WRITTEN TASK: Resume the forum thread about a first planted aquarium with the next post after the last one shown.

PAGE EXCERPT:
▽

# [Wet Thumb Forum]-thirdchild's first tank timeline



## thirdchild (Oct 29, 2005)

Well this is my first planted tank started after a big die off....

*Inventory: *20 gal long, Eco-Complete, HOB, Hagen CO2 Canister w/ladder, Flourish and Flourish Excel

*Flora: *red melon, red temple, brown crypto wendii, lace java fern, java fern, aponogeton crispus, anubias nana, moneywort, sagittaria natans, duckweed, hair algae

*Fauna: *6 glowlight tetras, 4 guppies, 2 black neon tetras


----------



## imported_russell (Sep 14, 2004)

it looks nice thridchild. but that duckweed and hair algae have got to go







what lighting do you have?


----------



## Robert Hudson (Feb 5, 2004)

The java fern and Java lace fern should not be planted in the gravel. Their roots need to be above gravel. Many people tie the plants to wood or rock.

This is my hard to kill package right? You also have Aponogeton crispus, the tall plant with the wavy edged leaves, instead of Cryptocoryne spiralis, and I gave you some other stem plant other than Hornwort. The dwarf sag is Sagittaria natans, spoon leaf sag.


----------



## Ben C (Apr 16, 2006)

is that a bubble wall going there? if so.. get rid of it. Its knocking valuable CO2 out of the water.

△

(Excerpts from a point labeling dataset)
▽

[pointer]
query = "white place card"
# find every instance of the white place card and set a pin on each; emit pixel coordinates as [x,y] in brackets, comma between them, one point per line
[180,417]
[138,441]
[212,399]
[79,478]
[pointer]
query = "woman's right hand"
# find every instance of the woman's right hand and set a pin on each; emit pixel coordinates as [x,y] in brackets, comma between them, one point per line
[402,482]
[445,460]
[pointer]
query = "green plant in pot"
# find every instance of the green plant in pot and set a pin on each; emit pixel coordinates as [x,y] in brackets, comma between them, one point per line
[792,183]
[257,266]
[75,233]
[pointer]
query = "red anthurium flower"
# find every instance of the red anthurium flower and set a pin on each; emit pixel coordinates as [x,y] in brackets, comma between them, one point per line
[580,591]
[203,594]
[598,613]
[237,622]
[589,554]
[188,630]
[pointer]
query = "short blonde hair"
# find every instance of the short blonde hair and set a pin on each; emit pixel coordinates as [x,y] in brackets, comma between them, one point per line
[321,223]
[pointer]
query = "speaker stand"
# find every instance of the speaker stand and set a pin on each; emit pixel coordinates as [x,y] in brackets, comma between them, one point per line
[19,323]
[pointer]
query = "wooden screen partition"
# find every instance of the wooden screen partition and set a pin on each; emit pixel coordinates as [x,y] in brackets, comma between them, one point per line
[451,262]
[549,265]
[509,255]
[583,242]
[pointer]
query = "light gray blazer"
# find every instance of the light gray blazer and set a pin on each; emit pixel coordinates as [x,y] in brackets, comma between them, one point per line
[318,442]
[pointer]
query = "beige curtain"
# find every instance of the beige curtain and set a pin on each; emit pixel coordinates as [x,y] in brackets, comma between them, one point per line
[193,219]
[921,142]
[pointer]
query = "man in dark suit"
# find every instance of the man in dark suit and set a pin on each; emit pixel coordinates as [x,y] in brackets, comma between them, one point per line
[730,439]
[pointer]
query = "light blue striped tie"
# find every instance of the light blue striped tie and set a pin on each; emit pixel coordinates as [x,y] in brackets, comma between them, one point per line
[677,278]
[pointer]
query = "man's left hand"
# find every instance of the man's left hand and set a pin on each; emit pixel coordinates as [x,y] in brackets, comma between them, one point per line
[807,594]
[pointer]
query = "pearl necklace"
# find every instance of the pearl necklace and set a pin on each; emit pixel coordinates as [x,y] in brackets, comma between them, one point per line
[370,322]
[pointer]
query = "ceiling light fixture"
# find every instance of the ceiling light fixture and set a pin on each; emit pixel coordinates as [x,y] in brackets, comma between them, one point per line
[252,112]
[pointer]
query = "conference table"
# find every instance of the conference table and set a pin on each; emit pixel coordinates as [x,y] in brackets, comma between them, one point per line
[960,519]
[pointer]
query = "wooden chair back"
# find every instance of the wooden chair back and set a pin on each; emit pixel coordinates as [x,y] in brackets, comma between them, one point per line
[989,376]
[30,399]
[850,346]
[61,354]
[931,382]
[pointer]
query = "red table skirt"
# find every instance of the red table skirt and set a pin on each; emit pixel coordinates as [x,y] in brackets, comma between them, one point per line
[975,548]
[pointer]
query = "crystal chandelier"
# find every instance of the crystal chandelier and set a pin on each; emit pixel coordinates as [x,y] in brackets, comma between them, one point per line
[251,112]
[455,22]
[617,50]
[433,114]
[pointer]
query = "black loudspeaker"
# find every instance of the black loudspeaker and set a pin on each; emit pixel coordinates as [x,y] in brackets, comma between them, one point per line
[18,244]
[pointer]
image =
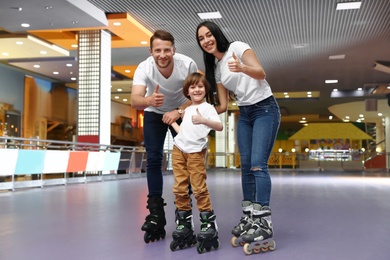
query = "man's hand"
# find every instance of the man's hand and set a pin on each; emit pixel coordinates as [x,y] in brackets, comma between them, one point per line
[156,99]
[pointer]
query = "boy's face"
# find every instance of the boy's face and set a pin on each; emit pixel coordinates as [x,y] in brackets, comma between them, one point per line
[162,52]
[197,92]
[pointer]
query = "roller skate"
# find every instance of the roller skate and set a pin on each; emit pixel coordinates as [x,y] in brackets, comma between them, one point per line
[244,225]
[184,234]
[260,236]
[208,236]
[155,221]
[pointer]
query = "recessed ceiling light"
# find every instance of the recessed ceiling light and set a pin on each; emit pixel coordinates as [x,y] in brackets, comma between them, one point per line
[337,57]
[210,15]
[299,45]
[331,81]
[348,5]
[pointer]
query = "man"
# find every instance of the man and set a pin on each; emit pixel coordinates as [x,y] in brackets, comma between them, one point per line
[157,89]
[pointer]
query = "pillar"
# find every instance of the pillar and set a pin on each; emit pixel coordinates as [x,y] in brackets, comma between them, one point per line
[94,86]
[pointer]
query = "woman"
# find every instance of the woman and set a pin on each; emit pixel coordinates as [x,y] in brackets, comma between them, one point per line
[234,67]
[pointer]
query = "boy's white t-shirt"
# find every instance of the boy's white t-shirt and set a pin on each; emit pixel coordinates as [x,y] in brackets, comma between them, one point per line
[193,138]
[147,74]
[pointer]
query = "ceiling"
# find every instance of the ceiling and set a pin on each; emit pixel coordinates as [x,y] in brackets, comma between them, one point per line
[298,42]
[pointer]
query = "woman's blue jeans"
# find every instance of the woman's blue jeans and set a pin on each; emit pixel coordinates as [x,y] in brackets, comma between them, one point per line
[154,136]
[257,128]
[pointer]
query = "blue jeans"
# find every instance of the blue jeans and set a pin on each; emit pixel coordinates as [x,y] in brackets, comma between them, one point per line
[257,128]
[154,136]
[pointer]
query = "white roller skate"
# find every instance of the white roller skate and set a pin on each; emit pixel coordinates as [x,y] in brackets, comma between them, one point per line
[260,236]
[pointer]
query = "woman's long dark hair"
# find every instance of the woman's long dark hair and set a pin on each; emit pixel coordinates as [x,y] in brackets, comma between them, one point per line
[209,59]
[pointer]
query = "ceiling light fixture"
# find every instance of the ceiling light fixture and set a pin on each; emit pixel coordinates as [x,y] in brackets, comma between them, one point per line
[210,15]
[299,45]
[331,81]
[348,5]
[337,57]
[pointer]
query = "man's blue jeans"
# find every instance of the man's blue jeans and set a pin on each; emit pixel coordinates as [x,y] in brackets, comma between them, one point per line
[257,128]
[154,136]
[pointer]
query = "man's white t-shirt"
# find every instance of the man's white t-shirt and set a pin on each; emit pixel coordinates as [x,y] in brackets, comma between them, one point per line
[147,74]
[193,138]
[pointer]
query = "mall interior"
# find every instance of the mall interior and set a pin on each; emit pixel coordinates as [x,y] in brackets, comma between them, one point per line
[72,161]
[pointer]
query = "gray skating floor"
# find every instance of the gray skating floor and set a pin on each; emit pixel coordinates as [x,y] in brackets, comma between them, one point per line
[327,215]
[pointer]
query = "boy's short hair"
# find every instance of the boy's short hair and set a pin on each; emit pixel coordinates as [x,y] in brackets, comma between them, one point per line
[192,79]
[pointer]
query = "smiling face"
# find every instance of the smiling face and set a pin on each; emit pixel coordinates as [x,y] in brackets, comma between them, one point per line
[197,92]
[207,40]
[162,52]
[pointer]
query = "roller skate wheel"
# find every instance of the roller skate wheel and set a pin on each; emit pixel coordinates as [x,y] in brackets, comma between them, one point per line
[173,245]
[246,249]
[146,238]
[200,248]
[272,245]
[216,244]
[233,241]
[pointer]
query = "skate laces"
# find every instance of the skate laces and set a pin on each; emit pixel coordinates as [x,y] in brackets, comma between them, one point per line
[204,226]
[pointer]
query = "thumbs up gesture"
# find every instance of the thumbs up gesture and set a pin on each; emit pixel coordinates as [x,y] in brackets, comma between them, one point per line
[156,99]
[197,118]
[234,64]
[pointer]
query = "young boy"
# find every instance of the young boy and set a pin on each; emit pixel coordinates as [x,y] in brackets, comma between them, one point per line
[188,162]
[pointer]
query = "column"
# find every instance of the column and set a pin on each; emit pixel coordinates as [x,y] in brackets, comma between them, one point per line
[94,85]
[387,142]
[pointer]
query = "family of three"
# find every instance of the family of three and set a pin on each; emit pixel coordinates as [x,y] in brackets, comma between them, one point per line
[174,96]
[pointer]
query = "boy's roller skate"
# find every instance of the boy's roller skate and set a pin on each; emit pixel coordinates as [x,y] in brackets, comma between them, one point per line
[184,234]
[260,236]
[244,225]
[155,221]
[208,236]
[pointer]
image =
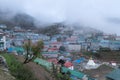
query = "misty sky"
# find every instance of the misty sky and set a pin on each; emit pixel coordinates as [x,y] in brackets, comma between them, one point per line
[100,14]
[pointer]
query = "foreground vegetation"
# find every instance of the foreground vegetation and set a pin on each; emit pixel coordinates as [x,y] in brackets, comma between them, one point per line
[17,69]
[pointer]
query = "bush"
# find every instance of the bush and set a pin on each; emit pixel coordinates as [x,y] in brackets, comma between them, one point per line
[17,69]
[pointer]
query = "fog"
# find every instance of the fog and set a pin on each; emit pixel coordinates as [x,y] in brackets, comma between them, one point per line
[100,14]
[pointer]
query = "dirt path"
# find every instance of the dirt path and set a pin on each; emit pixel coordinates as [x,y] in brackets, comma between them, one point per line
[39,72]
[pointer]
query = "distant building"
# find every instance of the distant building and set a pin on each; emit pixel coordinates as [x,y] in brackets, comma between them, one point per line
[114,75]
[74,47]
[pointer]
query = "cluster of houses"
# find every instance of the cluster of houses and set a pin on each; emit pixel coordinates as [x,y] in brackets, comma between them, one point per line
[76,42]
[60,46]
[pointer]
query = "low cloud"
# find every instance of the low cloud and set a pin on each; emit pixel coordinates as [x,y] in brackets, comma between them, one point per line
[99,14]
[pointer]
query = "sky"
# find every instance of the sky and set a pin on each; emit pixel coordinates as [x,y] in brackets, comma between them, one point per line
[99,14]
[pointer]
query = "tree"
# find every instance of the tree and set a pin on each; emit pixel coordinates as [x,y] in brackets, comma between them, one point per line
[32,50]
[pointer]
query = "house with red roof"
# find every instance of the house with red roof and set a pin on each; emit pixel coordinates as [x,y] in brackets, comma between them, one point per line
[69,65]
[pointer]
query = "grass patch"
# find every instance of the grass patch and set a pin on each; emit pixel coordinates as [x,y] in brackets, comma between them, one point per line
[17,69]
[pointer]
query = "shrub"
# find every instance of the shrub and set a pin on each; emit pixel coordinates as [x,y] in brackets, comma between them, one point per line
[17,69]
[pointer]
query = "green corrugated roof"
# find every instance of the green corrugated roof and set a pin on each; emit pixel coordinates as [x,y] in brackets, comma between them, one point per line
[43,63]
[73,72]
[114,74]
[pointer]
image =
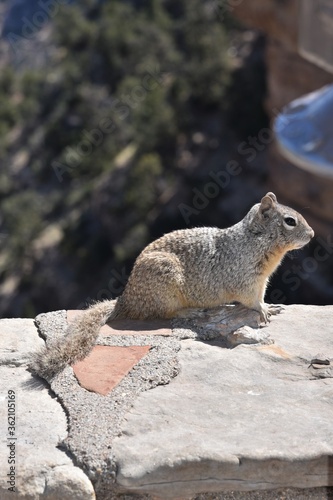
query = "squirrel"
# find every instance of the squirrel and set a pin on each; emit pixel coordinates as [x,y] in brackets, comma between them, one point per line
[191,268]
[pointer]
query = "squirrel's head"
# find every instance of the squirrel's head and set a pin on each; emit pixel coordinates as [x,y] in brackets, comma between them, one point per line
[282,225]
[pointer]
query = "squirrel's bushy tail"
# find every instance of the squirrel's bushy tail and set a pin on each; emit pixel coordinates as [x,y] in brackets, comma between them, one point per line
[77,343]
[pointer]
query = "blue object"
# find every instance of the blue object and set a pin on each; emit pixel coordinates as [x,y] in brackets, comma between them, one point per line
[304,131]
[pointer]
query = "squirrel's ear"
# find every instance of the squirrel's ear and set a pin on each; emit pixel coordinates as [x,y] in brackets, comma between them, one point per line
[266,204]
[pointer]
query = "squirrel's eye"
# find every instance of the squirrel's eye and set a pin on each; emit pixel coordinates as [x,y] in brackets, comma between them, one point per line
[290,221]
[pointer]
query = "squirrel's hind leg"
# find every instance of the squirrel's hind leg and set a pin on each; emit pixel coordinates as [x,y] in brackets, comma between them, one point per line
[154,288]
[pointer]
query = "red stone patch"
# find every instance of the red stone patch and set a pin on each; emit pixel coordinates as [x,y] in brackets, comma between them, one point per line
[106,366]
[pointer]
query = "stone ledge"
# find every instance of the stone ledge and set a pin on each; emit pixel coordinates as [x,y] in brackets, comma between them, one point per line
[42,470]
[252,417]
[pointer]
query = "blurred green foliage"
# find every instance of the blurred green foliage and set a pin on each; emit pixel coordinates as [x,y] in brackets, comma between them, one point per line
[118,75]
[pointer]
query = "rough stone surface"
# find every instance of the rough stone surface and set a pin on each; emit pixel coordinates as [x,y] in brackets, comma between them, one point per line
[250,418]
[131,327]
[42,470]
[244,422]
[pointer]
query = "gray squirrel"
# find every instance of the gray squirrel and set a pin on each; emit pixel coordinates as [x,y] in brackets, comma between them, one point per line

△

WRITTEN RESPONSE:
----------



## thirdchild (Oct 29, 2005)

Let's see...

Hi Russell, Yeah still not looking like the nice competition tanks... I figure I have time to work on the algae and duck weed. My hood is just a 20 watt. I opted to buy fish and see if the plants are ok for now. 

Hi RobertH, Thanks for the corrections, and yes it's the hard to kill package. For the most part they are indeed hard to kill, just not having much luck with the spoonleaf. I'll have to rearrange the java ferns maybe. Will they die if they are planted like normal plants?

Hi Ben C, No bubble wall, just the whisper filter. It was really strong so I turned it on low after that first day, and stuffed some polyester stuffing in there. My CO2 is only 10ppm though which is why I'm trying Flourish Excel. We'll see what happens after another two weeks.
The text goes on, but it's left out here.